:: Task input ::

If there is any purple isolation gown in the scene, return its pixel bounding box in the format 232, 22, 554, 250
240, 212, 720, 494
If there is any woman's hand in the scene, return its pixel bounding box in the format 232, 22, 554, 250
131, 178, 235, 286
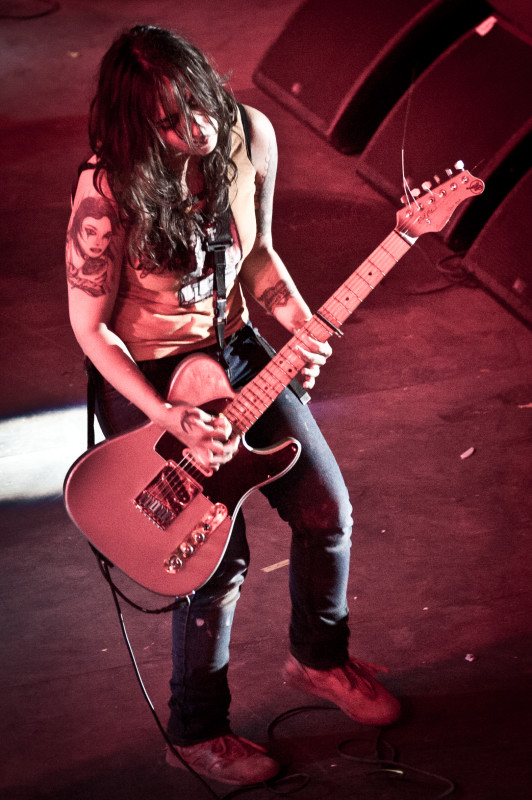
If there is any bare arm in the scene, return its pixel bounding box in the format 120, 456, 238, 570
66, 170, 236, 468
241, 107, 331, 389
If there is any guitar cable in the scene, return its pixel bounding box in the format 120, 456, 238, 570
90, 545, 456, 800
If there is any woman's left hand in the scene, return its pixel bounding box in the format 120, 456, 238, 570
298, 333, 332, 389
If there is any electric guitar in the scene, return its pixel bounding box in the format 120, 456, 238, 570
64, 165, 484, 596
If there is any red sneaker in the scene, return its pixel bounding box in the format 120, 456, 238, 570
166, 733, 281, 786
283, 655, 401, 725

:::

**What is asked**
Quote the entries in full. Any image among them is to be omitted from the copy.

**Worked solution**
If there is any purple isolation gown in the scene, return its pixel bounding box in the format 232, 22, 554, 250
240, 212, 720, 494
If there is any woman's hand in the scene, return its pixel bounding box in the format 232, 22, 554, 250
131, 178, 235, 286
If there is any bare arm in the scene, return its pixel bounding box in the format 120, 456, 238, 570
66, 170, 236, 468
241, 107, 331, 389
If there is any guitar cable in the scene, return its pixel bounding box in the format 120, 456, 238, 570
90, 545, 456, 800
If there is any woman's left hand in the scene, return its pixel bounding box in the format 120, 456, 238, 570
298, 333, 332, 389
If there is any electric guitar in the scene, return its pixel bounding box in the format 120, 456, 238, 570
64, 165, 484, 596
If there is any red sneaker in the scene, return its pixel bounding box in the format 120, 456, 238, 570
166, 733, 281, 786
283, 655, 401, 725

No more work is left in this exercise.